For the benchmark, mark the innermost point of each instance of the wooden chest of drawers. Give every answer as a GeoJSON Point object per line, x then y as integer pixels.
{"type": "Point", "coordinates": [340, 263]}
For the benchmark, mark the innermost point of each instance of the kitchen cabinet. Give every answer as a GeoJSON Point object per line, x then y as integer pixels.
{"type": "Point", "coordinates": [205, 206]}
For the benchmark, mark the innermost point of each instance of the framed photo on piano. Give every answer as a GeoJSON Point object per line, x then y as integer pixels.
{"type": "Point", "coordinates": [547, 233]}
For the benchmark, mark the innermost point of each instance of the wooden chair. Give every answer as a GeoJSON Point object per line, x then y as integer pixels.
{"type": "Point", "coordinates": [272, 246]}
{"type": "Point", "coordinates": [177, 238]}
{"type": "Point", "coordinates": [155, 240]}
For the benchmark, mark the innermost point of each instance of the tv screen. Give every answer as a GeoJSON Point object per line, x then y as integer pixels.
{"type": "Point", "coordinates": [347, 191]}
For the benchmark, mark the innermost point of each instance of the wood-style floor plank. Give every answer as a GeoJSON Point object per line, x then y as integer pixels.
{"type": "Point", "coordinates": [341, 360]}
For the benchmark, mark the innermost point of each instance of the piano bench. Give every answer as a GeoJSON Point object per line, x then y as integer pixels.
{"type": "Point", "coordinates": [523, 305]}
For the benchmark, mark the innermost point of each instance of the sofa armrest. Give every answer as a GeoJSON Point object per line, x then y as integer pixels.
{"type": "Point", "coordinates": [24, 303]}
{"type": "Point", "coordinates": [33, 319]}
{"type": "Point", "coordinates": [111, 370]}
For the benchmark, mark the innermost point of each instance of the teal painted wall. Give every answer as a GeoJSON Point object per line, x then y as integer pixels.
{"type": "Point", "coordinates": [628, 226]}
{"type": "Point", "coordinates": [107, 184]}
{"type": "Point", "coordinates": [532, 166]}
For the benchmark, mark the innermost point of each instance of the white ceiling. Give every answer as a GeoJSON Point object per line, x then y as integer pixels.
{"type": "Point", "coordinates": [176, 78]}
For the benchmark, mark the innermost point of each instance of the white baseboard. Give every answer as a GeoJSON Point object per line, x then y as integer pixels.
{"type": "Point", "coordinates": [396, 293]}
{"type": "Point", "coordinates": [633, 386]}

::::::::

Goal: Each line of the material above must be retyped precisely.

Response to this exercise:
For the benchmark, mark the innermost point of each instance of the wooden chest of drawers. Give every answer as a GeoJSON Point object per line, x then y as integer pixels.
{"type": "Point", "coordinates": [340, 263]}
For the benchmark, mark the innermost point of each instance of the kitchen cabinet. Give every answer as a GeoJSON Point object per line, x then y as integer pixels.
{"type": "Point", "coordinates": [205, 206]}
For the benchmark, mark the innermost point of each instance of the framed photo on piano. Give every answer as a GeoJSON Point object per line, x then y as integer pixels.
{"type": "Point", "coordinates": [547, 233]}
For the benchmark, mark the innermost point of each instance of the wooden chair. Give every answer as a GeoJSON Point object per line, x then y as integer pixels.
{"type": "Point", "coordinates": [272, 246]}
{"type": "Point", "coordinates": [177, 238]}
{"type": "Point", "coordinates": [155, 240]}
For the benchmark, mark the innermost point of each instance of the tv screen. Give every answer as a GeoJSON Point object per line, x then y as integer pixels.
{"type": "Point", "coordinates": [347, 191]}
For the benchmark, mark the innermost point of each instance of the wood-style floor plank. Give every answer as a GeoJSON Point object per line, x then y as integer pixels.
{"type": "Point", "coordinates": [341, 360]}
For the benchmark, mark the innermost point of each instance of the piano bench. Give every answer as a GeoJSON Point object per line, x then y as integer pixels.
{"type": "Point", "coordinates": [523, 305]}
For the benchmark, mark the innermost point of each instance of the sofa armrest. Give every answer as a GeoJSON Point object per line, x then y as integer pixels.
{"type": "Point", "coordinates": [24, 303]}
{"type": "Point", "coordinates": [33, 319]}
{"type": "Point", "coordinates": [111, 370]}
For the benchmark, mark the innermost point of each instance of the teal painted wall. Give every answer as a GeoJSON Point object per line, x then y as integer pixels.
{"type": "Point", "coordinates": [628, 226]}
{"type": "Point", "coordinates": [107, 184]}
{"type": "Point", "coordinates": [532, 166]}
For the benchmark, mark the innermost point of each instance of the white ceiling. Give every answer as a GeoJSON Point object per line, x then y as integer pixels.
{"type": "Point", "coordinates": [176, 78]}
For the benchmark, mark the innermost point of each instance of the white baseboard. Give every answer as a GeoJSON Point object per line, x then y as integer pixels.
{"type": "Point", "coordinates": [396, 293]}
{"type": "Point", "coordinates": [633, 386]}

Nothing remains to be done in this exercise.